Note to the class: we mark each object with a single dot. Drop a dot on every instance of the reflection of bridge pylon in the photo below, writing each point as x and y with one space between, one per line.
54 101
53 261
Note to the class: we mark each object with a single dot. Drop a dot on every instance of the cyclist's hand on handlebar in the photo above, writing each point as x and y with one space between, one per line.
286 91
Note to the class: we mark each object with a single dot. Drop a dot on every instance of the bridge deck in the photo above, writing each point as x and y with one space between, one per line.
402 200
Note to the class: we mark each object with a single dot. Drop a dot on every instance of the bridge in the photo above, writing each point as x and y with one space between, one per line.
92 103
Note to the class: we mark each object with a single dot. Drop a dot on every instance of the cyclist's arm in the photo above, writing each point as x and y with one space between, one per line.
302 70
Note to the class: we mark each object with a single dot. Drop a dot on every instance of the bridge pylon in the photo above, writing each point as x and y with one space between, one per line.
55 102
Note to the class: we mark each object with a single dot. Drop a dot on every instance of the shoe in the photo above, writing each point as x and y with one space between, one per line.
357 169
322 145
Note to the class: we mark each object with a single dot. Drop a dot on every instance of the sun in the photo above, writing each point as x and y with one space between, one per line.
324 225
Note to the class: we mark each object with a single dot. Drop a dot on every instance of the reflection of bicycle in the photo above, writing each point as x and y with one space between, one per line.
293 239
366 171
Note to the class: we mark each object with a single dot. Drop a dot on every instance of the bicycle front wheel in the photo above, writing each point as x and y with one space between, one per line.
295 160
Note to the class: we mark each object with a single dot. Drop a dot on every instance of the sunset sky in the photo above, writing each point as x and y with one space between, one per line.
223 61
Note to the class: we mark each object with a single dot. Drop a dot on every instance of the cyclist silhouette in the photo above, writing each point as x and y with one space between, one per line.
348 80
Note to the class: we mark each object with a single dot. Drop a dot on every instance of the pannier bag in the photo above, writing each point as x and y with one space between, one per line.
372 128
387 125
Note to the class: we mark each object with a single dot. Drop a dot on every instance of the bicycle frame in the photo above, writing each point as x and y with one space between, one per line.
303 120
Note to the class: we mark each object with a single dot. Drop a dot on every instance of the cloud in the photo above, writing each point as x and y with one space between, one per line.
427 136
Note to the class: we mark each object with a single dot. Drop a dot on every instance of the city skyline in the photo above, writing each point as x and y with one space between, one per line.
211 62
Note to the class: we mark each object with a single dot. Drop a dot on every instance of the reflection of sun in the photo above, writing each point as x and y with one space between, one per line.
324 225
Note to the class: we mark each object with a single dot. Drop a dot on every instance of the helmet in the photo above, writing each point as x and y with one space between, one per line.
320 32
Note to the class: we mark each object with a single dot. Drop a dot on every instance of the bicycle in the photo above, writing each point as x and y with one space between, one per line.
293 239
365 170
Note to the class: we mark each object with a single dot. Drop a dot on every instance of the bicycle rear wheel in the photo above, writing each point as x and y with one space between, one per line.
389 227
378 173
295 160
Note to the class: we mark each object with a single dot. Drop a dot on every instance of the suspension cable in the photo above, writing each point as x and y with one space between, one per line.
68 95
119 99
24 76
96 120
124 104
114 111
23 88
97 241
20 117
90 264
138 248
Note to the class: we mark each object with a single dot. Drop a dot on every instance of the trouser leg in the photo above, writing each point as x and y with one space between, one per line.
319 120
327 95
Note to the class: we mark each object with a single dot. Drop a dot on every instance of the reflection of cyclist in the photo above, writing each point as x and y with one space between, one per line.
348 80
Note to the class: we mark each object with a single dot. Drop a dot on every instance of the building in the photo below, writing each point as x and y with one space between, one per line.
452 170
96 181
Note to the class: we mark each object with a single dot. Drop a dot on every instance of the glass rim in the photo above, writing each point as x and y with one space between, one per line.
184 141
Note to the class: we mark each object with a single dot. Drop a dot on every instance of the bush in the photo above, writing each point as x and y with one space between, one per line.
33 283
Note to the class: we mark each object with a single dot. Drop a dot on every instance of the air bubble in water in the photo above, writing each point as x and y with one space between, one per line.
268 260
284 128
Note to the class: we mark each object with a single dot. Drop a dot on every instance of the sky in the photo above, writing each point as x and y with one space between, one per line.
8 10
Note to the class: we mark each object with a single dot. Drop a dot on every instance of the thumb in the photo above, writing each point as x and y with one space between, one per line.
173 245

----------

◆ WHAT THE TASK ASKS ◆
Using the data above, print every record exactly as shown.

◆ EXPECTED ANSWER ◆
Note to the class: we mark each object with a single dot. Drop a dot on every instance of the reflection of bridge pylon in the photo below, writing each point as x and y with one space between, one per line.
54 101
53 261
Note to the class: we mark each object with a single dot. Drop a dot on every instance of the cyclist's hand on handlebar in the photo above, writing each point as x and y with one space between, one per line.
286 91
Note to the class: we mark each object with a single dot. Drop a dot on every instance of the bridge deck in the photo above, writing each point as x and y with one space between, one per line.
402 200
Note to the class: we mark each object with a single dot. Drop a dot on every instance of the bridge in the photo above, writing each point as x and y with one space between, one per line.
92 103
Note to the class: we mark each object with a single dot. Drop a dot on every instance of the cyclist's arm in the photo above, writing each point as x and y with one space between, one per line.
302 70
Note to the class: we mark each object with a single dot. Drop a dot on every instance of the bridge pylon in the photo above, writing each point as x and y with one space between, one per line.
55 102
Note to the class: we mark each object with a single dot. Drop a dot on every instance of the shoe in the photo above, writing each point as x and y with one space between, one per line.
357 169
322 145
Note to the class: we mark each object with a single dot. Drop a dot on every instance of the sun in the photo above, writing each point as x and y with one space between, one per line.
324 225
Note to the class: we mark each object with a single dot. Drop a dot on every instance of the reflection of bicycle in the photo above, writing each point as x and y with one space between, one per line.
293 239
366 171
Note to the class: we mark each object with a single dot. Drop a dot on every instance of the bicycle front wheel in the photo above, writing each point as x and y with one space between, one per line.
295 160
Note to the class: we mark each object with a single dot. Drop a dot on every instance of the sunset sky in the photo above, writing each point as x and y with one space between, one per line.
223 61
Note to the class: we mark each object with a single dot. Drop a dot on every instance of the cyclist silhouette in the photo above, writing each point as x and y with one space between, one per line.
348 80
Note to the class: we mark each object with a single dot. Drop a dot on every instance of the pannier bag in the photo above, writing each point as x and y with one space between, one per line.
372 128
387 125
Note to the class: we mark each object with a single dot. Drop a dot on every instance of the bicycle frame in the photo above, writing each point as x and y with one space between, one per line.
303 120
Note to the class: we mark each object with a single dot. Drop a dot on every instance of the cloud in the photo above, writing each point as x and y with one space between, one per line.
427 136
Note to the class: we mark each object with a single dot. Drop a dot on every instance of the city skyline in the photo above, writing each point as x and y with one space between, one per line.
211 62
Note to the class: we mark each object with a single dot. Drop a dot on every instance of the reflection of sun in the photo above, writing each point as x and y with one space between, one per line.
324 225
Note to the class: we mark each object with a single dot. Drop a dot on every instance of the helmet in the photo above, writing each point as x and y with one space between, one per line.
320 32
Note to the class: we mark each object with a single dot. Drop a dot on every instance of the bicycle in the photo above, writing each point as x and y with one space between, one per line.
293 239
365 170
Note to the class: we mark each object with a single dot. Drop a dot on every instance of the bicycle rear wheel in the photo above, writing each point as x and y with one space between, one per line.
389 227
378 173
295 160
Note to the class: we mark each object with a single dot. Drop a dot on every instance of the suspension cable in the photo above, writing each point as x and y with one space between, one per line.
68 95
119 99
24 76
96 120
124 104
114 111
23 88
97 241
20 117
90 264
138 248
Note to the class: we mark each object with a single dot. Drop a dot on every instance of the trouser leg in the photo above, writing each point as x and y with one space between, one per line.
319 120
327 95
Note to the class: we mark each object with a single dot. Drop a dot on every instance of the reflection of cyclist in the photo above, writing each point as x and y with one space between, one per line.
348 80
Note to the class: we mark each object with a single dot. Drop a dot on every instance of the building in the photo below, writing each point as x and y with one space between, one per line.
452 170
96 181
Note to the class: we mark each object with a single dot. Drop a dot on every instance of the glass rim in the photo above, writing each point as x and y with one space between, one per line.
184 141
Note to the class: we mark each object with a single dot. Drop a dot on every instance of the bush in the photo above, writing each point as x and y with one space between, one per line.
33 283
Note to the class: we mark each object with a single dot. Drop a dot on every instance of the air bubble in water in the photo above, writing each point as x and y with one space between, one per line.
268 260
284 128
Note to the class: we mark each object with a single dot. Drop a dot on every instance of the sky in the photo above, writing each point as x and y with one space between, one per line.
8 10
Note to the class: we mark each object with a single dot. Drop a dot on every instance of the thumb in the photo above, writing each point as x and y with one space between, one per line.
173 245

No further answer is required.